WHAT IS BEING ASKED -
Copy out, exactly and with nothing else, the stretch of lines that starts at the line containing "Phrase: front grille" and finishes at the end of the data.

============================================================

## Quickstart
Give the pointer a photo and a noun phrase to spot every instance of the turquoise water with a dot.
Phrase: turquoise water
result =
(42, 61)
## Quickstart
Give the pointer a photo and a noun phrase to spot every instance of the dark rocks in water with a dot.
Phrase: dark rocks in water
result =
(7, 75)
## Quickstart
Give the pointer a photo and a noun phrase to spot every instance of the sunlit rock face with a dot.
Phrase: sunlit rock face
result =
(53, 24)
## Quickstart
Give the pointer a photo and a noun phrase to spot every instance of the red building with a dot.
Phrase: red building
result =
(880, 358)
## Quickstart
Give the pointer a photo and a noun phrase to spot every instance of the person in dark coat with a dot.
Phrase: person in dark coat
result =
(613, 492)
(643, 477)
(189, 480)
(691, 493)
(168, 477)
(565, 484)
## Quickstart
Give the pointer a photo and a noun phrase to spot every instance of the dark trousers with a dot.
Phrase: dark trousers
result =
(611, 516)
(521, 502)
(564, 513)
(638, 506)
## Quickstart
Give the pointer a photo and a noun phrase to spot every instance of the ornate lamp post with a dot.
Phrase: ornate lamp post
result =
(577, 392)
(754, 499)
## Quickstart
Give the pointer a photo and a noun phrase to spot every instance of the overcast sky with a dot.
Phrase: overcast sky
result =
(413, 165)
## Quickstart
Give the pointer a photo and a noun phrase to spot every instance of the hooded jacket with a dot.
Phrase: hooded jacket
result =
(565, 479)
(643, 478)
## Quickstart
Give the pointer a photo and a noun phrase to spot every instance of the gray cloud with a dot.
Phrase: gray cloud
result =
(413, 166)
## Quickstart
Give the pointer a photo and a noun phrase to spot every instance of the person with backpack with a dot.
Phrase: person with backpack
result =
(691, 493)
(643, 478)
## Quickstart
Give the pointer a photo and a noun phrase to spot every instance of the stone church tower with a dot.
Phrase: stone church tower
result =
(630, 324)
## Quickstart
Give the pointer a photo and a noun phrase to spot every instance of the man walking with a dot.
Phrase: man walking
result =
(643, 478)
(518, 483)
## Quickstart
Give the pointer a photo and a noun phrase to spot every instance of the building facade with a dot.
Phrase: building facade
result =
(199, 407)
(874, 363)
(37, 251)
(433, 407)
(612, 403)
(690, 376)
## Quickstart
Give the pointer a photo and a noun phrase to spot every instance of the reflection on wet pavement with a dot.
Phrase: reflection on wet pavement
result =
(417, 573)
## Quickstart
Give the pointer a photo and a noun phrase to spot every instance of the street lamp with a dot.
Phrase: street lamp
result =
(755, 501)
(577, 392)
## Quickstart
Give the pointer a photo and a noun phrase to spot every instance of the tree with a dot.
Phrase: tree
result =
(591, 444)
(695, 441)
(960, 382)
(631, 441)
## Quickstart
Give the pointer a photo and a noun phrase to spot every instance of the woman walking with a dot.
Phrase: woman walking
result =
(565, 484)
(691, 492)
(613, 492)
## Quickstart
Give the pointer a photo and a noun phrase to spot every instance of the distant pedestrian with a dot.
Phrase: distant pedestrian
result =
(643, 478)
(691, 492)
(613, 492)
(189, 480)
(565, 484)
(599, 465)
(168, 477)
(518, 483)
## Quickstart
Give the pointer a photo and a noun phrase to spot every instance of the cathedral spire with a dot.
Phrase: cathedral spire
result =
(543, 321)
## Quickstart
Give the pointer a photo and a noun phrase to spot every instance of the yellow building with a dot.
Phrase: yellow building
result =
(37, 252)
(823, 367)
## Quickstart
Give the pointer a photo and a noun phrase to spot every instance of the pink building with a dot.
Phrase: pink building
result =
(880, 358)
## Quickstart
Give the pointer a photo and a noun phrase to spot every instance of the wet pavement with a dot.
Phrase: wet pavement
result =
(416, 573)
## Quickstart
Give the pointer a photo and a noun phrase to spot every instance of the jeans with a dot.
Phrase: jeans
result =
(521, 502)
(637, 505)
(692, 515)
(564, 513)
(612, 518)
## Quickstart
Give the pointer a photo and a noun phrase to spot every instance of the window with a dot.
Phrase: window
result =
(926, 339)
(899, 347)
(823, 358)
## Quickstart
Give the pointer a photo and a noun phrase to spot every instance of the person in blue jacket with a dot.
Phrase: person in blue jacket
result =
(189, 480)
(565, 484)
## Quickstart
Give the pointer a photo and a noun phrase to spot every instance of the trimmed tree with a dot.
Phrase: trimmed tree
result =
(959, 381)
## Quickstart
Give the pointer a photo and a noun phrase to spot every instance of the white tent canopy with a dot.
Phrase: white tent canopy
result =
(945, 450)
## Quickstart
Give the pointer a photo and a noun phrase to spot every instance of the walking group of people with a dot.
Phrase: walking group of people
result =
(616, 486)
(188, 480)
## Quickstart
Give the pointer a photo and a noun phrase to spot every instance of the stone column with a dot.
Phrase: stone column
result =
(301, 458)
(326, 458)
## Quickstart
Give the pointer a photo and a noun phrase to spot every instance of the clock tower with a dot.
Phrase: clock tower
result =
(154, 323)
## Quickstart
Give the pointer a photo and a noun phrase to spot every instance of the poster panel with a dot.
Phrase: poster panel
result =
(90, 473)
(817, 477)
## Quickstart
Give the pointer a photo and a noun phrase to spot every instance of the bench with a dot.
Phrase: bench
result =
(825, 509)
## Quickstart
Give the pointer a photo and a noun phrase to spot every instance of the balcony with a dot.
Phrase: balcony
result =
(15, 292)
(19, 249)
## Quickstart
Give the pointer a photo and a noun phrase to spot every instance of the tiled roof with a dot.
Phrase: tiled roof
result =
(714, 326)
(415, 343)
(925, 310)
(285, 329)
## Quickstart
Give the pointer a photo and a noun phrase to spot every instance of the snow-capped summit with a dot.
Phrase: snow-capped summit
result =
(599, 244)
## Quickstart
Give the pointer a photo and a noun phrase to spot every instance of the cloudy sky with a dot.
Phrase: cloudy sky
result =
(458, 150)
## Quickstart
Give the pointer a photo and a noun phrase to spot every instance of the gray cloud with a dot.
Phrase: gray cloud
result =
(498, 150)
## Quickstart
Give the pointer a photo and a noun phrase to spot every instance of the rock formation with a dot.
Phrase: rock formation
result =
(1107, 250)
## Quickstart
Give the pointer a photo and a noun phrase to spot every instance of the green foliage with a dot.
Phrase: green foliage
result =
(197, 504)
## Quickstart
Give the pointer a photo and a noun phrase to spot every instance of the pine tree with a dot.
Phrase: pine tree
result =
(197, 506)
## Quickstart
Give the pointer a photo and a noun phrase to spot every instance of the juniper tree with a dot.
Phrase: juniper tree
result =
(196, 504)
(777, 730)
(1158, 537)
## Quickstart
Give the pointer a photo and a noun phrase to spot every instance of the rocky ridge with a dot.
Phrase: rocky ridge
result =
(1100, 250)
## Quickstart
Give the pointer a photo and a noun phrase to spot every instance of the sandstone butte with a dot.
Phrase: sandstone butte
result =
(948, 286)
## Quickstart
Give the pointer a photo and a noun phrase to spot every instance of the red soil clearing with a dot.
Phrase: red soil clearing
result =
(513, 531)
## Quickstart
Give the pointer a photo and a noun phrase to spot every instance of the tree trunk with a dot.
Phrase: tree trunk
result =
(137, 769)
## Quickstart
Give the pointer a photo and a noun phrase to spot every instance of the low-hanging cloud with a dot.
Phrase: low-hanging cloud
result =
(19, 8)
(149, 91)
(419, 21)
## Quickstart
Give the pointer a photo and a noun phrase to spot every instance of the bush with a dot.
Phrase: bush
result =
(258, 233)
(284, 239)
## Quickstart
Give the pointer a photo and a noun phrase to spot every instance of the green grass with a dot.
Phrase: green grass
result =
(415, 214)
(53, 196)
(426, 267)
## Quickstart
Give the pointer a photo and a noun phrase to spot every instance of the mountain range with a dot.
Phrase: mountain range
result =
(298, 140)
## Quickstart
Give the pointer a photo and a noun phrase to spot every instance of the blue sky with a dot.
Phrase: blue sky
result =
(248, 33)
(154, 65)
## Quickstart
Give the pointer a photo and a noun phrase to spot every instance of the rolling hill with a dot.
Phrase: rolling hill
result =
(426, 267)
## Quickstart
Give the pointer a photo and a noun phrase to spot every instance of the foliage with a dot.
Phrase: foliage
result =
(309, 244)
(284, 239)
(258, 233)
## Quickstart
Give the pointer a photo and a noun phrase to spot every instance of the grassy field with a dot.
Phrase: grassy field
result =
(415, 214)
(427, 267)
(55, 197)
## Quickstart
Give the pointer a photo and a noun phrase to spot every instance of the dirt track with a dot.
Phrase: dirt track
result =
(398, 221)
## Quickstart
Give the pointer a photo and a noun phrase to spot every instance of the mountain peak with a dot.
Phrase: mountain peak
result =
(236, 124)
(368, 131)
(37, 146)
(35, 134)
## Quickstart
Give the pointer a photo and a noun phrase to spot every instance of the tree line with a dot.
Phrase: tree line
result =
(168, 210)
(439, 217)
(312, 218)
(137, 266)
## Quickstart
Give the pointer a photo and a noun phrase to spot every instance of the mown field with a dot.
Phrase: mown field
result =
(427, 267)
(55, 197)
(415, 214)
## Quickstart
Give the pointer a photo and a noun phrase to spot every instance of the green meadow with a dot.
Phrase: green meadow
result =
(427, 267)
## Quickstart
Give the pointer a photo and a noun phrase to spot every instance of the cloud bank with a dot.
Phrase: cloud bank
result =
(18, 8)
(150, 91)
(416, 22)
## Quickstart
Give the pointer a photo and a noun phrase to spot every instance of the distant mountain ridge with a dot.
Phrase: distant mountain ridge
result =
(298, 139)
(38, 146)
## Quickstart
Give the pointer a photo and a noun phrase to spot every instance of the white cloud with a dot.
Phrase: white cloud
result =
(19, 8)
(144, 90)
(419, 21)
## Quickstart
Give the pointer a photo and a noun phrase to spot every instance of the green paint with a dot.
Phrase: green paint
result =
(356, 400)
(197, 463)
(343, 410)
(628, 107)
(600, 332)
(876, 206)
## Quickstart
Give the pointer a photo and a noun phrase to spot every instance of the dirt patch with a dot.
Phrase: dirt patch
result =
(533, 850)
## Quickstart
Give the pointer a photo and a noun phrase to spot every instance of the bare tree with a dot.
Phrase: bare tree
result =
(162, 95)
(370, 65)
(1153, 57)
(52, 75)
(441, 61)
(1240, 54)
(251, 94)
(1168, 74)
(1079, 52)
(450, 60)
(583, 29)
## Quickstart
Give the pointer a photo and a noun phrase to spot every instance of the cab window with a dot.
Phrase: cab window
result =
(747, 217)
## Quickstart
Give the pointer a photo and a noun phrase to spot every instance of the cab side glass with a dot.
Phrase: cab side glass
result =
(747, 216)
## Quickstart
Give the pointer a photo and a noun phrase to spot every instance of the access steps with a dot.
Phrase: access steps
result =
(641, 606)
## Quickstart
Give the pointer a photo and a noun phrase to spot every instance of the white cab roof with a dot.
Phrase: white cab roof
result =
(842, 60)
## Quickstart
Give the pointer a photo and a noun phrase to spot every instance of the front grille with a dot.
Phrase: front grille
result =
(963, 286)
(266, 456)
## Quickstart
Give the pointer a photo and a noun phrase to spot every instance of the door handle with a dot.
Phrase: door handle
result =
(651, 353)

============================================================

OUTPUT BELOW -
Phrase: front grille
result =
(963, 286)
(266, 456)
## Quickstart
Give the pointer a photo and a noun phrase to spot every instance of the door handle with a dot.
Phrase: door handle
result =
(651, 353)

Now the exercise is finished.